◆ Assignment:
Scan the entries below. List each line with "mount".

◆ Supplied material:
»»
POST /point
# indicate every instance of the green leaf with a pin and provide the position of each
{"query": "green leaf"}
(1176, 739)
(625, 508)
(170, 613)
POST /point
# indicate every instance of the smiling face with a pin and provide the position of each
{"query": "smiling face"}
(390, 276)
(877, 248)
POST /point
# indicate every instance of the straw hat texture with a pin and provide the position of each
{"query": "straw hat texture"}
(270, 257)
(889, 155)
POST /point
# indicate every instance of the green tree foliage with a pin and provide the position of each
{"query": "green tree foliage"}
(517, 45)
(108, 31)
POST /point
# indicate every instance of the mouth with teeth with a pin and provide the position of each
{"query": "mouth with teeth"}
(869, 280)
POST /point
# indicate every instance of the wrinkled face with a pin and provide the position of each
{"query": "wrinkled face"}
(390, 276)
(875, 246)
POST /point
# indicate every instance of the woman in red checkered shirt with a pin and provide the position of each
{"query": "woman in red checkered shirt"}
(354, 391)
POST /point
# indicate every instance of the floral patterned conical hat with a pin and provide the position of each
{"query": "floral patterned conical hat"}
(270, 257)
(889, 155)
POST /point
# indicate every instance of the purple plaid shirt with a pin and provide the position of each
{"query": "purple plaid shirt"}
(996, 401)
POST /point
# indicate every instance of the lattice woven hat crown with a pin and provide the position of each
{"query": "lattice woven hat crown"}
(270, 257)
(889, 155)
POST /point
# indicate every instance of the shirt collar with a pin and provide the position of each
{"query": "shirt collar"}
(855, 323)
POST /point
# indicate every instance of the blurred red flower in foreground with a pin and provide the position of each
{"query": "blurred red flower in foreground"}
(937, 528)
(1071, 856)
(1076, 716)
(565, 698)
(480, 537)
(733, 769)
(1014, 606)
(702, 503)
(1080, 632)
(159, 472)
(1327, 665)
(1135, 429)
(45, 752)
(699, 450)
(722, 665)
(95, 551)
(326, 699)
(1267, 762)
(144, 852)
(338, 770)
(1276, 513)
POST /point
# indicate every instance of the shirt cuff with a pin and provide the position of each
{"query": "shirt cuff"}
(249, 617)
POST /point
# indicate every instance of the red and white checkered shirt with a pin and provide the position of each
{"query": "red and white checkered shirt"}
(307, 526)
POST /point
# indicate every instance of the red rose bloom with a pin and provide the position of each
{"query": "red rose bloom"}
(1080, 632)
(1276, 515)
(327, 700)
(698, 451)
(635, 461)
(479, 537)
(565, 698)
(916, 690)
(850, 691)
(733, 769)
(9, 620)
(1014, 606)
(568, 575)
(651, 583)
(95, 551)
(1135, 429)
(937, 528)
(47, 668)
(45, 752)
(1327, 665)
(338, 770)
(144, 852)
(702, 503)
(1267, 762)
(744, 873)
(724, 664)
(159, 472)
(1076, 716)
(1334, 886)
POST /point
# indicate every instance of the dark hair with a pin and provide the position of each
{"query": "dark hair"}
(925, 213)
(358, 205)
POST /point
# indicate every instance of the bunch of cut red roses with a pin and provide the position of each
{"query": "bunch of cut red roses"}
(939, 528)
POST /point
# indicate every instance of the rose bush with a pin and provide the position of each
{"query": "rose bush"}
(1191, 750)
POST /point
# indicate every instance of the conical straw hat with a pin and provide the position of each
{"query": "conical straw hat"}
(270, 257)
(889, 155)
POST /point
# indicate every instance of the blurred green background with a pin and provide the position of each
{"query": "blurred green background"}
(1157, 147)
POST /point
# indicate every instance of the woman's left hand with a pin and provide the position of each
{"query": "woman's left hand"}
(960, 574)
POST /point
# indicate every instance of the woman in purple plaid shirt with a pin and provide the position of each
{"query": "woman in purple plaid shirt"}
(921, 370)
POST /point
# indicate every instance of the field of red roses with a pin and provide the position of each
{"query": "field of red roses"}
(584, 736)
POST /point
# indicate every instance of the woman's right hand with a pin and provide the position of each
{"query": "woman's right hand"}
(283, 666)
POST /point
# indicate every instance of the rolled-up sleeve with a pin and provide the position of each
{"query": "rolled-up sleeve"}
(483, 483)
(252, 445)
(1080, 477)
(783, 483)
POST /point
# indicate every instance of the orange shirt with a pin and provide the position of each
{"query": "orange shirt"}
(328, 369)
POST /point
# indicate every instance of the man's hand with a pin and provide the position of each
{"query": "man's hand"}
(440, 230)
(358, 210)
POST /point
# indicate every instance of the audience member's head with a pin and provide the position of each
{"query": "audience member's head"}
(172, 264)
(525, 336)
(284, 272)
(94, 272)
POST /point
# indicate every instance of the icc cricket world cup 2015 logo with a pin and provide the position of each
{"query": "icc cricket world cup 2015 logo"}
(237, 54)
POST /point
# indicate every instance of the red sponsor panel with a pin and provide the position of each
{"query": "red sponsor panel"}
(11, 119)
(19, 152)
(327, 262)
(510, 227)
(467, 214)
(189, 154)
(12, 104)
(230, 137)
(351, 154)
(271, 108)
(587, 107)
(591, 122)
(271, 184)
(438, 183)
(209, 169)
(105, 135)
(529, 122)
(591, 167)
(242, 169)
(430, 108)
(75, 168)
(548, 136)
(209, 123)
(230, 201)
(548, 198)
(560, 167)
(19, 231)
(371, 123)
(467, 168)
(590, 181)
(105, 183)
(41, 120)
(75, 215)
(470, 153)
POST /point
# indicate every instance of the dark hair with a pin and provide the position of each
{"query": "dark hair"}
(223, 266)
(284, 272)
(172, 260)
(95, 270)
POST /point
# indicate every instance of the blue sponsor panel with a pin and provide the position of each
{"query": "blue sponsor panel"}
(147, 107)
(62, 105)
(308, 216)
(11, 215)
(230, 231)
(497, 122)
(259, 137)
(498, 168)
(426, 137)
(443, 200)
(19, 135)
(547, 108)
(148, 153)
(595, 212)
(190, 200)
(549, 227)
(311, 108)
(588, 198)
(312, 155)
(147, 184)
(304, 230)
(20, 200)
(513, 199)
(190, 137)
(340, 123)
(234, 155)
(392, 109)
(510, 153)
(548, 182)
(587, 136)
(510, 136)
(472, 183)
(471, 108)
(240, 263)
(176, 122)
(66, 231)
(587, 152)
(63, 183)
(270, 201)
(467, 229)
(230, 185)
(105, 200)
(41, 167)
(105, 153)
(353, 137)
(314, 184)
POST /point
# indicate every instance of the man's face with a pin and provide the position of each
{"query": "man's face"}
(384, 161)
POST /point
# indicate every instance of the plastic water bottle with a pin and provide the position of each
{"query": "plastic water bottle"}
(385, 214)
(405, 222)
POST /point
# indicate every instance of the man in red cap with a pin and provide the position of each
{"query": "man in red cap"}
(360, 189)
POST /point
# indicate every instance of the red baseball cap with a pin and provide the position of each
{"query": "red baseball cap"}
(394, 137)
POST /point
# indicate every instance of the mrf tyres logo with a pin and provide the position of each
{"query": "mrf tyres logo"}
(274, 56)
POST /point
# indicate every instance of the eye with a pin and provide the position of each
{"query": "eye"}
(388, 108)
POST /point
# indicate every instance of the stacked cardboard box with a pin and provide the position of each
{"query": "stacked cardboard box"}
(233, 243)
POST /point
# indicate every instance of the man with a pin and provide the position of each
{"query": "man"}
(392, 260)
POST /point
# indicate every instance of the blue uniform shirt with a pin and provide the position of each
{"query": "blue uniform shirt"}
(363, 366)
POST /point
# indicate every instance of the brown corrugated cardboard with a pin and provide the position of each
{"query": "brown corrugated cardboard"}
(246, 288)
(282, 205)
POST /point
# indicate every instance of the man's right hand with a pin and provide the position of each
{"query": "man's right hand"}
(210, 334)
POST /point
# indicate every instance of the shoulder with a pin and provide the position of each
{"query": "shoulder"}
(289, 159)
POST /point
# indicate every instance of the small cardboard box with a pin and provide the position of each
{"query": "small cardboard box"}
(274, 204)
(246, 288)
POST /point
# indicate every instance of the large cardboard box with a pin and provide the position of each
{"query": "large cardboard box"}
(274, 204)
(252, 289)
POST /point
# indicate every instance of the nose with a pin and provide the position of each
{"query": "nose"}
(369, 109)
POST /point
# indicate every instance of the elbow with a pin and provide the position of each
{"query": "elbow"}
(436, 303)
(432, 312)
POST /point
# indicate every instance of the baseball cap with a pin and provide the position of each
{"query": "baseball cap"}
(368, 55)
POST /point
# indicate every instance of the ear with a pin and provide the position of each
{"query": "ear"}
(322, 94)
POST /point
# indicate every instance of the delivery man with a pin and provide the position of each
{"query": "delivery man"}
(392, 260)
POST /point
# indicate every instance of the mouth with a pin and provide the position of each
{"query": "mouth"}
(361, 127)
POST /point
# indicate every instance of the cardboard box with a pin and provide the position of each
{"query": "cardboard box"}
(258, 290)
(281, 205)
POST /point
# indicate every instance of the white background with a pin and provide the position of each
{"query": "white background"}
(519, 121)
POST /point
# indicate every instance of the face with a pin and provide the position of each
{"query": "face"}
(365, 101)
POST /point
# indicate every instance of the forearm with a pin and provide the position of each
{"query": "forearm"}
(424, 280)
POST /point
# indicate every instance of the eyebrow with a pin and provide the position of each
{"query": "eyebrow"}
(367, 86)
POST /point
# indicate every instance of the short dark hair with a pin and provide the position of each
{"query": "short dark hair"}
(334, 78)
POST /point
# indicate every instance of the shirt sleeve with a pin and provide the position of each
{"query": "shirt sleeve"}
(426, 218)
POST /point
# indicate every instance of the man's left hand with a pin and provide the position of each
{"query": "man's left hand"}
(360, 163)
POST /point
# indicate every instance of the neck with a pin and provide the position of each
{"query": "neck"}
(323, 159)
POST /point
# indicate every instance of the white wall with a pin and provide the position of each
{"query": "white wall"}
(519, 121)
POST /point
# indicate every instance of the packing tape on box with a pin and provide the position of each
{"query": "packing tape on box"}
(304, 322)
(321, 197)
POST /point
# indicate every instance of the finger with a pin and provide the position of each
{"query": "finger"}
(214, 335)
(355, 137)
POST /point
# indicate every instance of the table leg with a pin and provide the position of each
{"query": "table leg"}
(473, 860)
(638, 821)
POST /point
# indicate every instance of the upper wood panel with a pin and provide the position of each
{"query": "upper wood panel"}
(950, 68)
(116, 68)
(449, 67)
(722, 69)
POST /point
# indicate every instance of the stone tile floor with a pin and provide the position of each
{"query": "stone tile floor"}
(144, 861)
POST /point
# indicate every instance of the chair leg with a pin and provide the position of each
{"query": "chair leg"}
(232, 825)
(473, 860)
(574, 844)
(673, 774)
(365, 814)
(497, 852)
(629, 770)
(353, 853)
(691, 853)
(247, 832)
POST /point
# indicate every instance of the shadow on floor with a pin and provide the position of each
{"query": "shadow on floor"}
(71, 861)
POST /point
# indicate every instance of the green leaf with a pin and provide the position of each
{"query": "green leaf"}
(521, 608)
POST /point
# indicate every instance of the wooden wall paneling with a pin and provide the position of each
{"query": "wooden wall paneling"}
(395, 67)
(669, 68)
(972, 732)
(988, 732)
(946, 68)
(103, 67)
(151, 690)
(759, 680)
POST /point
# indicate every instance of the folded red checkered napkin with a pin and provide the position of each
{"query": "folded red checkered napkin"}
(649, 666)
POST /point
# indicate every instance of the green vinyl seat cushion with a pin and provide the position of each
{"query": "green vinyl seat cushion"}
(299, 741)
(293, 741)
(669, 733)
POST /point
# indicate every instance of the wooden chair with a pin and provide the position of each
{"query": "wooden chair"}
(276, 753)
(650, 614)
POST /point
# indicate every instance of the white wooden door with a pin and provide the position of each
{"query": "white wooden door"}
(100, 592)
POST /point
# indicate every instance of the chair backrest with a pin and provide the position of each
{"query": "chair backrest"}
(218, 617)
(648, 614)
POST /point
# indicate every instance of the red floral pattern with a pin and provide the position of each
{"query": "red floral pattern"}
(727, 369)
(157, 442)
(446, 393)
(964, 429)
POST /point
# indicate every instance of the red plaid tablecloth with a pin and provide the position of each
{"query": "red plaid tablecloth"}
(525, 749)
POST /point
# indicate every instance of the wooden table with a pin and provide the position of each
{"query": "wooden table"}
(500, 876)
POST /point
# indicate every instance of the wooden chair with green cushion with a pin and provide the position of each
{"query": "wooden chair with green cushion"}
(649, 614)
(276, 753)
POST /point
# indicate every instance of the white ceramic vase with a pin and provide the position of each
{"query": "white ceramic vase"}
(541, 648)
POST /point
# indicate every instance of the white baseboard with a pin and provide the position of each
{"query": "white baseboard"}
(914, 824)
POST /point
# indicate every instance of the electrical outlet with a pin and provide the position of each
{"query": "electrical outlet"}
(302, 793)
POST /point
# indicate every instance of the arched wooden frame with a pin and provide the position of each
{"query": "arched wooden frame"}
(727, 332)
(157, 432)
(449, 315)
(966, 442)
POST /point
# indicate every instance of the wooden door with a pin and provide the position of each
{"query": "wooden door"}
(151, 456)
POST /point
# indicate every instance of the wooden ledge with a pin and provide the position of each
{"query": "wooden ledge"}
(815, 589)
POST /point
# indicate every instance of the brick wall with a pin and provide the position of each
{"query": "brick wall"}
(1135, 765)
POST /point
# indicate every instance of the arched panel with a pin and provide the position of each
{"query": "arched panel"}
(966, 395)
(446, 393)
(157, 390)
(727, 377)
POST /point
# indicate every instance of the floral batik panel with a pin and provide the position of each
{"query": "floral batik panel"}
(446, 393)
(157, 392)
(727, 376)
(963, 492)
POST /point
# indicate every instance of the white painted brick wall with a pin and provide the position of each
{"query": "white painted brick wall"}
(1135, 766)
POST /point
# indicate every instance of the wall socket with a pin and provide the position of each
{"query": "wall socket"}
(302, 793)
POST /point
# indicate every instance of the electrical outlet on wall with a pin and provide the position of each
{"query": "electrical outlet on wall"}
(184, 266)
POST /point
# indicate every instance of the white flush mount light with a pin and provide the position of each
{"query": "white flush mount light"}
««
◆ Output:
# indicate every instance of the white flush mount light with a pin and provide the position of each
{"query": "white flush mount light"}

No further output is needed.